__Passage given__:

Miniature giant space hamster approved
Baldur’s Gate will forever be regarded as one of the classic PC RPGs. A lot of people never experienced it back in 1998, and it’s not exactly the best-looking game anymore. To complicate things, it can be a pain to get the old game to run on newer machines, even after GOG.com began selling the title.
Baldur’s Gate: Enhanced Edition not only remedies these issues, it also adds a good amount of new content, making it way easier to recommend to someone who previously missed out.
Baldur’s Gate: Enhanced Edition (Android, iPad, Mac, PC [reviewed])
Developer: Overhaul Games
Publisher: Beamdog / Atari
Release: November 28, 2012 (PC) / December 2012 (Android, iPad, Mac)
MSRP: $9.99 (Android, iPad) / $19.99 (Mac, PC)
The writing of Baldur’s Gate has always been one of its strongest aspects. The story remains unchanged and still holds up.

(Dataset rows showing where objects appear)
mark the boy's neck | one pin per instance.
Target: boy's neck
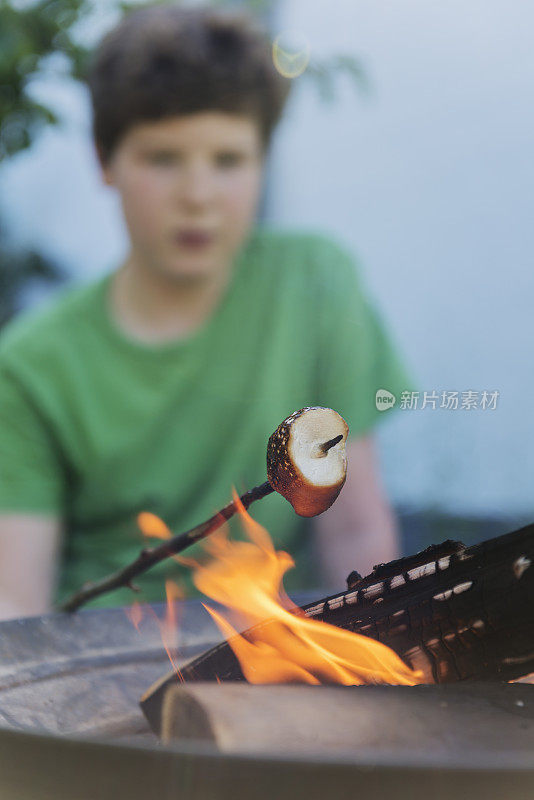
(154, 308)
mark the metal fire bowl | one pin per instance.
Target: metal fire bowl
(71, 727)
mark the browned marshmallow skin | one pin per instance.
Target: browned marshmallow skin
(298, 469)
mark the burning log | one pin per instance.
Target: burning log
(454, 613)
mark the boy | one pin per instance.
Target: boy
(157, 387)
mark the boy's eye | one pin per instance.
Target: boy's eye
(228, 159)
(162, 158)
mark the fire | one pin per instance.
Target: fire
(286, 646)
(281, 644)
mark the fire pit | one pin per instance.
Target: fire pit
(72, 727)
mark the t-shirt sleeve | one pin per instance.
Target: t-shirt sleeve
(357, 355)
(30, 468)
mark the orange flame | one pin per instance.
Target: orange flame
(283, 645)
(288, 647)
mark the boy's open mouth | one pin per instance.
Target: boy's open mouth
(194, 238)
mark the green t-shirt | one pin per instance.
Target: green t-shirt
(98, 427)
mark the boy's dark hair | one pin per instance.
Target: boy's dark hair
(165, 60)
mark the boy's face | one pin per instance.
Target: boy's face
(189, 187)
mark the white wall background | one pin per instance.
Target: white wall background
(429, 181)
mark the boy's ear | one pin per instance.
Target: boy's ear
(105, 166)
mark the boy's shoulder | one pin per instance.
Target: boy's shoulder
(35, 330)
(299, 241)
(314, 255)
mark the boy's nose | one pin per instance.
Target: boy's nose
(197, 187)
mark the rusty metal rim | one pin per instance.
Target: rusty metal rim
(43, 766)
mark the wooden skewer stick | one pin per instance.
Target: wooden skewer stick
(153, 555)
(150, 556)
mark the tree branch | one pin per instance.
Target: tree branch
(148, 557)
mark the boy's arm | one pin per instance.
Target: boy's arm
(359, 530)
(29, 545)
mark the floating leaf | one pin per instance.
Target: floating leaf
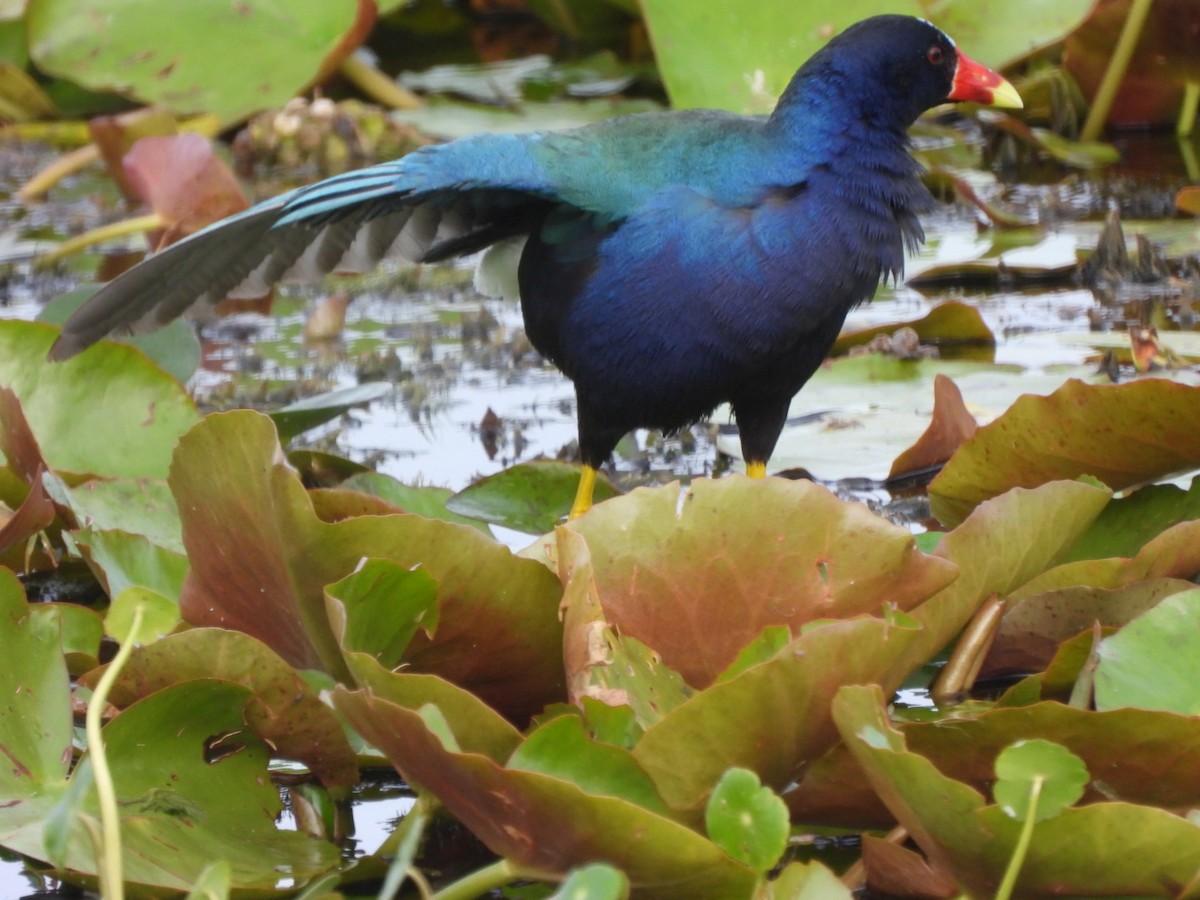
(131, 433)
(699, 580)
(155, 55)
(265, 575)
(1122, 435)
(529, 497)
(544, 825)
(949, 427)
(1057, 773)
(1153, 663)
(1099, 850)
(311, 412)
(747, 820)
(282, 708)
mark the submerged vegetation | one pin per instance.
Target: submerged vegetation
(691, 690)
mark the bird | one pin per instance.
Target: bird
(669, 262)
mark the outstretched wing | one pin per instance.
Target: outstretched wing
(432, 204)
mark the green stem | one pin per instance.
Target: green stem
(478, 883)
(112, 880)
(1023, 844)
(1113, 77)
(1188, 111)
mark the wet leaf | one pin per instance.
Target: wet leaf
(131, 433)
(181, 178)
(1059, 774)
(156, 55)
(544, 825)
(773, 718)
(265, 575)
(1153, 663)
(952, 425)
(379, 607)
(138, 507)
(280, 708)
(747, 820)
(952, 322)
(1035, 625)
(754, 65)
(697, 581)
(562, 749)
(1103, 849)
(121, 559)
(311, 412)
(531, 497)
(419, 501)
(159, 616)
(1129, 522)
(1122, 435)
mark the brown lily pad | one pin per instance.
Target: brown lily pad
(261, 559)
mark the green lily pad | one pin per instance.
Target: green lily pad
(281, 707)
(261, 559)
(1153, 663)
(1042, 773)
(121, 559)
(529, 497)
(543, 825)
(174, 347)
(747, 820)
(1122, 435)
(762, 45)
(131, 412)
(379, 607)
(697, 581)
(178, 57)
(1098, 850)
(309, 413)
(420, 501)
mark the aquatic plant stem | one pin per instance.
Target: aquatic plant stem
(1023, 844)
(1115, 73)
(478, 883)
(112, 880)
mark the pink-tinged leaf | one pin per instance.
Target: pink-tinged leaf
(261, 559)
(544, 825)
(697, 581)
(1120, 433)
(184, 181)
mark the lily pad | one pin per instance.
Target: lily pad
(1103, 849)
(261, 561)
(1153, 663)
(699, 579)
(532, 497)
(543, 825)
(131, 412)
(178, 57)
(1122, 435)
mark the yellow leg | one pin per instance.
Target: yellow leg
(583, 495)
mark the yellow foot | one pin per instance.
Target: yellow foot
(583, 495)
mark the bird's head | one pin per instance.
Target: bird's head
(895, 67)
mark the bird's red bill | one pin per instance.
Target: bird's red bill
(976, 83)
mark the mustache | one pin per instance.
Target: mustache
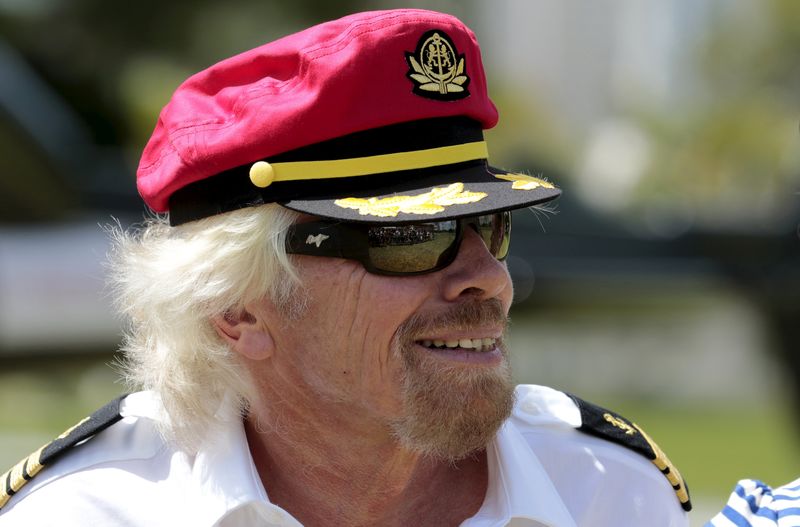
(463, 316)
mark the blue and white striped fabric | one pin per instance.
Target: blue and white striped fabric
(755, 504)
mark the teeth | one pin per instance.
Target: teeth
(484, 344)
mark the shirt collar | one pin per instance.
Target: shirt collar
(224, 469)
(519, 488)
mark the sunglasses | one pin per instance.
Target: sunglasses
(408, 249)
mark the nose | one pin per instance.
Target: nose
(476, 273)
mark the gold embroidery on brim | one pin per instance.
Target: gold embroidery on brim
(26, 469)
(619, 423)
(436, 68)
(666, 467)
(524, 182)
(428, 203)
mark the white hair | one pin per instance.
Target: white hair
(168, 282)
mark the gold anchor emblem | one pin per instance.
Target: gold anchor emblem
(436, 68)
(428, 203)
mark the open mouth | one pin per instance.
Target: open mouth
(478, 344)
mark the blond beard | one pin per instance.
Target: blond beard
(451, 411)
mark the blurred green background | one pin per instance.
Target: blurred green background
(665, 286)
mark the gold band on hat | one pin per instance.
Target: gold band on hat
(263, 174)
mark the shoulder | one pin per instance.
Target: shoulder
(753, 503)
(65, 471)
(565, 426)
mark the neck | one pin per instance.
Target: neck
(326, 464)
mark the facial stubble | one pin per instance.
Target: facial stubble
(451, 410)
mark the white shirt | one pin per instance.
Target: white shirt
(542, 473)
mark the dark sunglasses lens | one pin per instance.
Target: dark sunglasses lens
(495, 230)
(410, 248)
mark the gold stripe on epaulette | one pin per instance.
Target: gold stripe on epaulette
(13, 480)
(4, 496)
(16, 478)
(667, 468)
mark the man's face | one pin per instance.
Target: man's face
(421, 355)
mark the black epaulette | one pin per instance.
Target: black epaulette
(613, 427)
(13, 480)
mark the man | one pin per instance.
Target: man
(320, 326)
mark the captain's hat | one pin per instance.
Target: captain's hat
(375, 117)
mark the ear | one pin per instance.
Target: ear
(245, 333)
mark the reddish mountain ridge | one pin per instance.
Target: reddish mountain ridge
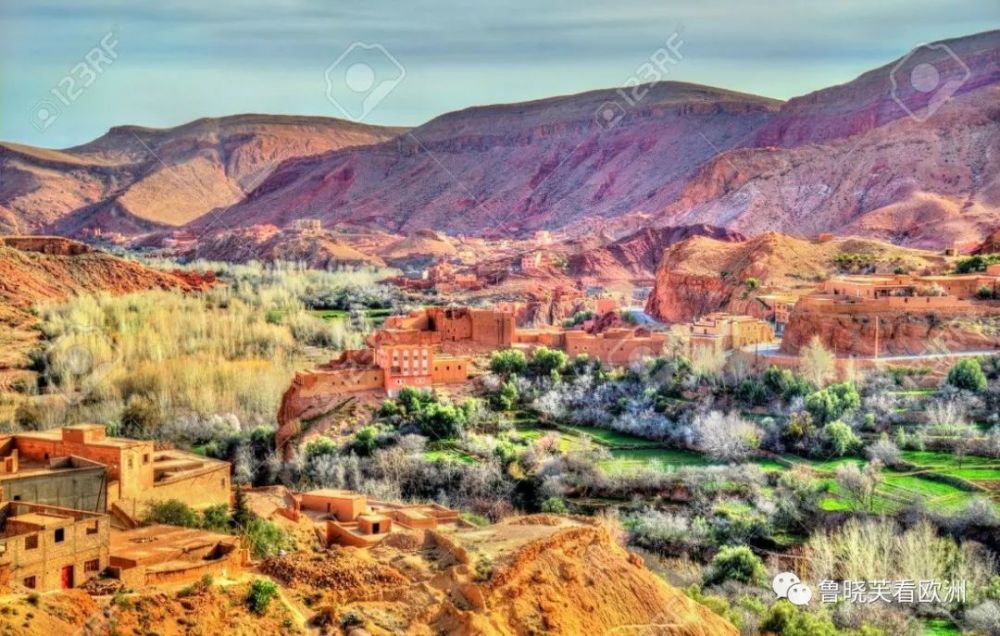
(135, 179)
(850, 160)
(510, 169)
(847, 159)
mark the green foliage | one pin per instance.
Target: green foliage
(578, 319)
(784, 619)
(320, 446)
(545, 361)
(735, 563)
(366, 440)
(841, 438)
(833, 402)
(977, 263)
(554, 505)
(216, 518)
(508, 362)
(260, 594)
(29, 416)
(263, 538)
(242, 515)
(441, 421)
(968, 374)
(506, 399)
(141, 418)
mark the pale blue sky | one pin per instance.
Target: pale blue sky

__What to work on__:
Please mark each statement yes or no according to the Baldur's Gate review, and quote the words from the review that decide it. 1. The Enhanced Edition sells for $19.99 on PC. 2. Beamdog developed the Enhanced Edition. 3. The Enhanced Edition changes the game's story. These rows come from a different source than the Baldur's Gate review.

__Result of this task__:
1. Yes: "$19.99 (Mac, PC)"
2. No: "Developer: Overhaul Games"
3. No: "The story remains unchanged and still holds up."